● **Exercise details**:
Print, exactly and completely, the data that appears below.

● **Data to examine**:
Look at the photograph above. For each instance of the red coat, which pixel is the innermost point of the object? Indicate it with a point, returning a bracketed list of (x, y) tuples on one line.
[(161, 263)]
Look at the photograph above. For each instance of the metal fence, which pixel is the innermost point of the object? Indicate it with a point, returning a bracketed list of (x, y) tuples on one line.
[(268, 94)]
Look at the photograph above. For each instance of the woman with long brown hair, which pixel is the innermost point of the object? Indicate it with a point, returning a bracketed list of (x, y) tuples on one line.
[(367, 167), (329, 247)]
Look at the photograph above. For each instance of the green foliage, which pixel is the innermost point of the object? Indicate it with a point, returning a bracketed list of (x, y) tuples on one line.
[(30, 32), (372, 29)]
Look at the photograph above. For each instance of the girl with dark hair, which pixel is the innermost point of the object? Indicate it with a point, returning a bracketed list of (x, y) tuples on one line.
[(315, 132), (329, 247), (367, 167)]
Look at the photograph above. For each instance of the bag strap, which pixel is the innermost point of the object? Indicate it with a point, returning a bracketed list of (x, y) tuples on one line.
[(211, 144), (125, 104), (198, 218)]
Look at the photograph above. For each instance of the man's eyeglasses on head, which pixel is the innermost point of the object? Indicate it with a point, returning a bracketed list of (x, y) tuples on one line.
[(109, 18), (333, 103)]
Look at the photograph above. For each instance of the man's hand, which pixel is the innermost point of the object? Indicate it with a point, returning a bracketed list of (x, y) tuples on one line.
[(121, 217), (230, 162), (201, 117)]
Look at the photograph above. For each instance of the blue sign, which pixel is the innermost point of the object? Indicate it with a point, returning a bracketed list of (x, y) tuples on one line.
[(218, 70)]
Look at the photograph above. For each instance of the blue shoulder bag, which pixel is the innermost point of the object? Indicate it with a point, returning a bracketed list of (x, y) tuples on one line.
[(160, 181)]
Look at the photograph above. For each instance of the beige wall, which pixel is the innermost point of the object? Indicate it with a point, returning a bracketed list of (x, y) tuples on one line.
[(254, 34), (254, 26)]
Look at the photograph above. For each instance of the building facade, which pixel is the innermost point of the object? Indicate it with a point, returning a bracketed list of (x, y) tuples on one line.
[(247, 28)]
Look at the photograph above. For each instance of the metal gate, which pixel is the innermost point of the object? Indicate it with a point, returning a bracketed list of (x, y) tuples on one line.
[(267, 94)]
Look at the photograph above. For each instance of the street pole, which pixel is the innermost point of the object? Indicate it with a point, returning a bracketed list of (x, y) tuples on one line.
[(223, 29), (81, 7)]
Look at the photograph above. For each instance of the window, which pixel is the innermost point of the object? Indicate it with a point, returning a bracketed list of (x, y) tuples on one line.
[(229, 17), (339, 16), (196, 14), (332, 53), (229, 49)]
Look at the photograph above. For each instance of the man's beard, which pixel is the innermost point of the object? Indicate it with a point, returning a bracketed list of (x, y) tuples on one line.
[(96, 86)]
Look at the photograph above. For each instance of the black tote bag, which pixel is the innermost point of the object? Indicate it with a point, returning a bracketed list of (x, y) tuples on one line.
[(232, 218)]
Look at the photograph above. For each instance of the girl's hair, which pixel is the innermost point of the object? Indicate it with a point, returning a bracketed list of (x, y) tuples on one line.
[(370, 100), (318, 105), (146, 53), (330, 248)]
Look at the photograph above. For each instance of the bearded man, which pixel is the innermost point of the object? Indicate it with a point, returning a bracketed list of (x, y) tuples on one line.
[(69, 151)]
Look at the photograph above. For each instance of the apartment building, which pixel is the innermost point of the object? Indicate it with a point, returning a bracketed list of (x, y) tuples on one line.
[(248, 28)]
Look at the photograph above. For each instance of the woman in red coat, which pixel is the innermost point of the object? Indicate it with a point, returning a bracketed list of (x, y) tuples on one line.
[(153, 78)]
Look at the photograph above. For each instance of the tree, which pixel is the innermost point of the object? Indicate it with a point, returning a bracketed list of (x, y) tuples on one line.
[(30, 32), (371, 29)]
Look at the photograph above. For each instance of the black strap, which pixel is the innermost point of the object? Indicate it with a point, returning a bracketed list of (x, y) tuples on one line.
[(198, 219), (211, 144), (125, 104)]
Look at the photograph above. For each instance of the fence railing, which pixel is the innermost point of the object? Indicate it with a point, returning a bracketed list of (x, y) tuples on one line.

● **Reply to the task**:
Look at the photograph above. For each instance of the red coat, which pixel is the innermost point of the object? Indicate it with a point, returning a bracketed list of (x, y) tuples on one line.
[(161, 263)]
Look at the photograph above. For each instance of the metal fence, which pixel is the innermost point of the object? Indicate it with a point, returning a bracketed list of (x, y) tuples on one line.
[(268, 94)]
Look at the photograph above. For each instance of the woman with long brown hair, which pixel is the innermost point of the object? Indicate it with a point, returning a bracketed list of (x, y) tuples on one line.
[(367, 167), (329, 247)]
Look at the photograph above. For each instance of the green foliage, which pixel is the innermost point of the object? Indicate it with a point, returning a bracketed list of (x, y) tuples on one line.
[(30, 32), (372, 29)]
Look at the photograph above. For each instance of the girl with dark hair, which pixel is the innermost point of the object? Indicate it with a point, returning a bracketed list of (x, y) tuples on one line.
[(315, 132), (329, 247), (367, 167)]
Look at the photograph above. For each instance of the bag strap, which pixel is the innermost point of the object? Indicate it with a point, returning a bracketed list of (x, y) tuples on one line.
[(211, 144), (125, 104), (198, 218)]
Look at the photograph above. For each instance of the man's eyeglasses on head, which pixel is the innermost point of the object? Indicate it with a point, returning a bracketed list of (x, y) tuples on one line.
[(109, 18), (333, 103)]
Look at the photograph above. For each instance of the man's hand, which pixel is the innermost point of the object? Indicate it with a point, returning a bracketed list of (x, y) tuples on one line.
[(121, 217), (230, 162), (201, 117)]
Look at the photograph above. For each instance of the blue sign, which pixel is the innermost point of the object? Indicate it with a point, returning a bracketed list of (x, y) tuples on one line.
[(218, 70)]
Look at the photograph above. For each instance of the blue shoulder bag, which pixel is the innermost point of the object? Indicate it with a point, returning a bracketed list of (x, y) tuples on one line.
[(160, 181)]
Look at the photograph above. For each instance of the beige wall, which pixel is the innermost point of the object? Indicate it with a point, returning a bracketed list of (x, y) tuples on one line.
[(254, 34), (254, 26)]
Look at the photograph above. For each instance of the building facade, which pixel is the innermost point of the object? Indicate it with a point, returning a bracketed list of (x, y) tuples on one line.
[(247, 28)]
Look at the photograph above. For each instance of the metal gate, which pixel is the innermost point of the object? Indicate it with a point, returning a bracketed list of (x, y) tuples on one line.
[(267, 94)]
Look at the photograph above. For each instance of the street pole, which pixel is the innermost point of the object? Indicate it with a point, returning a bracketed list of (x, y) tuples on one line.
[(223, 29), (81, 7)]
Look at the photograph above. For each instance of the window, which pixel is the innermost point of the object? Indicate it with a point, returning a bracketed list of (x, y) tuples on one line.
[(229, 17), (339, 16), (196, 14), (332, 53), (229, 49)]
Look at the photograph above. For each instance of the man's beard, which pixel is the innermost point of the object? Indicate it with a point, returning a bracketed list of (x, y) tuples on one line.
[(96, 86)]
Look at the photograph above. For each instance of the black tote bag, which pixel is the innermost point of the object? Indicate it with a point, returning a bracketed list of (x, y) tuples on one line.
[(232, 218)]
Look at the photograph above. For each instance of the girl's hair, which pixel is the innermost point of the object? Indicate it with a point, returning a bracketed list of (x, y) tuples on one line.
[(370, 100), (318, 105), (146, 53), (330, 248)]
Look at the photograph above. For each instance of the bearded man, which pixel is the innermost point of the object? Indicate it with a point, returning a bracketed list of (x, y) tuples on one line.
[(69, 151)]
Look at the photograph above. For each instance of the apartment building, which pixel is the innermost point of the object? Indicate it with a point, returning a bracketed list of (x, y) tuples on one line.
[(248, 28)]
Look at the photograph above. For each instance of the woman in red coat, which pixel is the innermost point of the object? Indicate it with a point, returning a bracketed list of (x, y) tuples on one line.
[(153, 78)]
Look at the photograph above. For each instance of the tree, which pixel is the innermost point of the object? Indicate it with a point, returning a bracketed list of (x, y) tuples on one line.
[(30, 32), (371, 29)]
Look at the photograph above. For each instance of the black strap, which pixel is the innermost point of the object? Indicate it with a point, returning a bracketed list of (x, y) tuples on one line.
[(198, 219), (211, 144), (125, 104)]
Look at the photograph above. For each instance of the fence railing, which pixel is the innermost point of the object? Indicate it with a point, returning a bracketed list of (x, y) tuples on one line.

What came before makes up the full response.